# speaker boxes, mitered corners don't quite join. Any thoughts on leather edge bandin



## smitkou (Jul 6, 2011)

I am (trying) to build some speaker boxes. First, let me start off by saying this is only my second woodworking project. Then, let me tell you what I have done to date. Please don't tell me all the things I've done wrong, I pretty much have that figured out. What I would like is some advise on how to make what I have look as good as possible.

I am building a pair of speaker cabinets which are 8 inches wide (across the front), by 9 inches deep. They are tilted back at a 7 degree angle, and are 42 inches tall. Well, not quite, the faces are 42 inches, but as they are tilted back 7 degrees, they are not actually 42 inches tall. 

Anyway, I veneered all the pieces first, then cut 45 degree miters on all of them. The thought was that they would fit together really nicely, and I could then glue them up without the need for screws or nails. HA!!! That's what I get for thinking. Anyway, here is my problem. I have put in 3 internal cross-braces for support, and have used a combination of finish/trim nails and hot hide glue to join all the pieces. They are quite stable, but are not perfectly aligned everywhere. So, now my thought is that I can fill any small gaps with wood putty or bondo, smooth that out by sanding, and cover these corners with something like a leather edge-banding. Unfortunately, I cannot find any such thing. Does anybody have any ideas as to how I can make these look somewhat nice? On hindsight, I should have built the boxes, then put on the veneer. But, I tried that with my first project (another pair of speakers), and the veneering went terribly. Of course, I was trying to clamp/caul raw wood veneer without straightening it, or having the use of a press. This time around, I used hot hide glue and a veneer hammer. The veneering went smashingly!! Until I sunk trim screws, which pulled up the substrate and a few spots of veneer.

Your instructions
Copy everything from "# speaker boxes, mitered" down to "good as possible." in the speaker box post, word for word.

[Object outline annotations]
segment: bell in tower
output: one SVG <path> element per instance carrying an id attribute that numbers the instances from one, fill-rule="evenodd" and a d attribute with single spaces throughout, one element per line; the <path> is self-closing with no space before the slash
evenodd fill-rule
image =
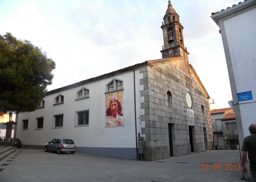
<path id="1" fill-rule="evenodd" d="M 168 40 L 168 42 L 170 44 L 173 43 L 174 40 L 173 39 L 173 31 L 172 30 L 172 28 L 170 29 L 168 31 L 168 37 L 169 39 Z"/>
<path id="2" fill-rule="evenodd" d="M 161 51 L 163 58 L 180 56 L 181 51 L 187 51 L 183 41 L 184 27 L 180 23 L 179 17 L 169 0 L 161 26 L 163 35 L 164 49 Z"/>

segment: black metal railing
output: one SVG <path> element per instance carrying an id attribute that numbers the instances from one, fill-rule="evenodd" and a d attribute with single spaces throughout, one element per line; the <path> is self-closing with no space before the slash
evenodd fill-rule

The reply
# speaker boxes, mitered corners don't quite join. Any thoughts on leather edge bandin



## smitkou (Jul 6, 2011)

I am (trying) to build some speaker boxes. First, let me start off by saying this is only my second woodworking project. Then, let me tell you what I have done to date. Please don't tell me all the things I've done wrong, I pretty much have that figured out. What I would like is some advise on how to make what I have look as good as possible.